Text excerpt>
[Start of section]
Major medical associations have argued that medication abortion is safe for home use and should be more widely available.

UPDATE, May 16, 8:04 a.m.: Rebecca Gomperts, founder of Aid Access, said in a Friday statement that when people “seeking to terminate their pregnancies prior to 9 weeks consult me, I will not turn them away.” Gomperts accused the FDA of “violating the rights of all U.S. women seeking safe abortion by preventing them from accessing necessary medications.”

Over 100 anti-choice members of the U.S. House of Representatives thanked the Trump administration in a letter last week for addressing the sale of overseas medication abortion pills and encouraged Food and Drug Administration (FDA) officials to continue limiting the import of the drugs.
[End of section]
Extracted records>
[Start of section]
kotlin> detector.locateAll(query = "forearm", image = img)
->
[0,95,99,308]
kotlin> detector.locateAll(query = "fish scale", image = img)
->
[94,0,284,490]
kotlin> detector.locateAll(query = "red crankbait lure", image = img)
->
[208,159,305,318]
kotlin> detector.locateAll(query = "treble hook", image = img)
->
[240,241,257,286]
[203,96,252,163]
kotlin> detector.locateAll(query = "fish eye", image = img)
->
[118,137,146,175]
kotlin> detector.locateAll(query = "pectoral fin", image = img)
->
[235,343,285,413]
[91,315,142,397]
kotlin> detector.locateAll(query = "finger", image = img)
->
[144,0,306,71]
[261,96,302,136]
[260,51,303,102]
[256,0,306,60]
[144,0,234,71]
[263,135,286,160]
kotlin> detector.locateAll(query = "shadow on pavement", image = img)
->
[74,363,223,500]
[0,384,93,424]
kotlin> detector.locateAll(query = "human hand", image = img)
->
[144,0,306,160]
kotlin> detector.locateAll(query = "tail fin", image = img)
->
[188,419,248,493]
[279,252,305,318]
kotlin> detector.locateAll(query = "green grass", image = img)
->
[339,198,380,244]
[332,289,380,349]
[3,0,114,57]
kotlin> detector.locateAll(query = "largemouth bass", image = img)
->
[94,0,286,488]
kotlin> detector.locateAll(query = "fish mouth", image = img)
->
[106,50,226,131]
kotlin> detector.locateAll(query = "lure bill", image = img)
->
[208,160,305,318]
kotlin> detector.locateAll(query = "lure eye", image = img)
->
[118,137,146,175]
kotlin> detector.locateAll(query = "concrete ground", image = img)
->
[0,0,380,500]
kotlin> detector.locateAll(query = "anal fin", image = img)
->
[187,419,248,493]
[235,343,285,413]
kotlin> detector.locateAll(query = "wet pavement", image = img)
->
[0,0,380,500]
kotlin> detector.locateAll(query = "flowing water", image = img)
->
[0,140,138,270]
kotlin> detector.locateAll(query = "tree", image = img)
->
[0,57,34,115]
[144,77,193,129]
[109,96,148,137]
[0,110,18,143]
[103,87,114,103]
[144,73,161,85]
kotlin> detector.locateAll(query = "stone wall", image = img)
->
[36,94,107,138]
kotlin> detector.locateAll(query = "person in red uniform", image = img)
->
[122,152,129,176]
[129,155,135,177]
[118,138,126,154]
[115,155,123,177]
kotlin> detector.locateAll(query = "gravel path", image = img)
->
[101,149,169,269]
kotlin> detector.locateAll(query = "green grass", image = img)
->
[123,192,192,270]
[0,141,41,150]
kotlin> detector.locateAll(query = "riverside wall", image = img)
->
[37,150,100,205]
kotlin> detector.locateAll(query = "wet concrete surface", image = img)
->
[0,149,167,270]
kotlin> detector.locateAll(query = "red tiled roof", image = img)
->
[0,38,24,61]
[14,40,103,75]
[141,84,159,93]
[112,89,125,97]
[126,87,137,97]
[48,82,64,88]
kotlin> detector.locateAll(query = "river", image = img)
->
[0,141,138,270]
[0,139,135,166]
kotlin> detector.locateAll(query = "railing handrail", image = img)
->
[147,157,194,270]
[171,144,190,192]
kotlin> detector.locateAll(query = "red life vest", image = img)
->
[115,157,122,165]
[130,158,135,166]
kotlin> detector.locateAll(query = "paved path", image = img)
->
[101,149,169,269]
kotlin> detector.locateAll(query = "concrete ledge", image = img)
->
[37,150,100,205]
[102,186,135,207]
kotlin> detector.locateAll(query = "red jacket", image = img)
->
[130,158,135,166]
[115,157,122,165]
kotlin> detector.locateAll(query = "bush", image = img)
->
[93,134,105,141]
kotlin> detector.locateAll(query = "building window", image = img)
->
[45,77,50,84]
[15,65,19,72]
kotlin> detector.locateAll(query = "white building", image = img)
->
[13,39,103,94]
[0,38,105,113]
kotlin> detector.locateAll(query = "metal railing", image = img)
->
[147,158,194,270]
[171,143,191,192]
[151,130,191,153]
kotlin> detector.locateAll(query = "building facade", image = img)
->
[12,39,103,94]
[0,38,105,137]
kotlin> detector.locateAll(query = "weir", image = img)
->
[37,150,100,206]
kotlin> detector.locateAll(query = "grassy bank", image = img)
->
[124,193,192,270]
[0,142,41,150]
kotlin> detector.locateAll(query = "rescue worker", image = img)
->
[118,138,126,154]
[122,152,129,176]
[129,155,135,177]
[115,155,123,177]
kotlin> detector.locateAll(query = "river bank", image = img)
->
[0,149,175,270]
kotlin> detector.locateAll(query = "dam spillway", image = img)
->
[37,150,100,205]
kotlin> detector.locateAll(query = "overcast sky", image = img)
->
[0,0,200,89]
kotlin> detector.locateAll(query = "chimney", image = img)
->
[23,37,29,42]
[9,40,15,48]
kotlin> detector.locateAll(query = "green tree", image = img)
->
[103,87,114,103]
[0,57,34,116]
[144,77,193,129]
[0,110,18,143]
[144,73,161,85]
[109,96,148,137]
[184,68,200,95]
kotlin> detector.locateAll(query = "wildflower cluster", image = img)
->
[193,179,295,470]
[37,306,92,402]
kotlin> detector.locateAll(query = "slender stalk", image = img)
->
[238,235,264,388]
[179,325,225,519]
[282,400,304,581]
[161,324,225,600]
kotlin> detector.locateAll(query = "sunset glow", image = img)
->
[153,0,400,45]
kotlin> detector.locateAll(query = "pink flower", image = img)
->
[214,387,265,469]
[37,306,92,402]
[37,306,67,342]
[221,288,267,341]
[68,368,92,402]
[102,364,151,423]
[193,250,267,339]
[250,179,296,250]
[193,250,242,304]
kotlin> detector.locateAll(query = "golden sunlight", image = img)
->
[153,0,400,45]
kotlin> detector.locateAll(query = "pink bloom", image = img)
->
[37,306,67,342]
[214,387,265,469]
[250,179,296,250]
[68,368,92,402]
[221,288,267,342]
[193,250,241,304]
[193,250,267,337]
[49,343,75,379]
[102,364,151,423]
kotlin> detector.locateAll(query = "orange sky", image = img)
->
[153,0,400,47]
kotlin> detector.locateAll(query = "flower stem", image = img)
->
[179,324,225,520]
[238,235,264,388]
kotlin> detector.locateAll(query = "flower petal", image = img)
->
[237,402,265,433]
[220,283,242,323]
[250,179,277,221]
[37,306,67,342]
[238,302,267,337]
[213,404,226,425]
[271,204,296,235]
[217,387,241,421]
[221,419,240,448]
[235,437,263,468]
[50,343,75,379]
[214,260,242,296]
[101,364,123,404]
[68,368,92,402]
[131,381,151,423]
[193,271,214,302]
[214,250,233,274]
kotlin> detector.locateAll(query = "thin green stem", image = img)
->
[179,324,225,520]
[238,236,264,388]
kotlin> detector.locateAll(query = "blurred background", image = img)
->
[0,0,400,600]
[End of section]
Required work>
- A) Duplicate everything in the medication abortion excerpt from "Major medical associations" down to "of the drugs.".
- B) In the medication abortion excerpt, who is named as the founder of Aid Access?
- C) Which organizations and government bodies does the medication abortion excerpt mention by name?
Rely only on the medication abortion excerpt.

Per-task answers>
- A)
Major medical associations have argued that medication abortion is safe for home use and should be more widely available.

UPDATE, May 16, 8:04 a.m.: Rebecca Gomperts, founder of Aid Access, said in a Friday statement that when people “seeking to terminate their pregnancies prior to 9 weeks consult me, I will not turn them away.” Gomperts accused the FDA of “violating the rights of all U.S. women seeking safe abortion by preventing them from accessing necessary medications.”

Over 100 anti-choice members of the U.S. House of Representatives thanked the Trump administration in a letter last week for addressing the sale of overseas medication abortion pills and encouraged Food and Drug Administration (FDA) officials to continue limiting the import of the drugs.

- B) Rebecca Gomperts

- C)
- Aid Access
- Food and Drug Administration (FDA)
- U.S. House of Representatives
- Trump administration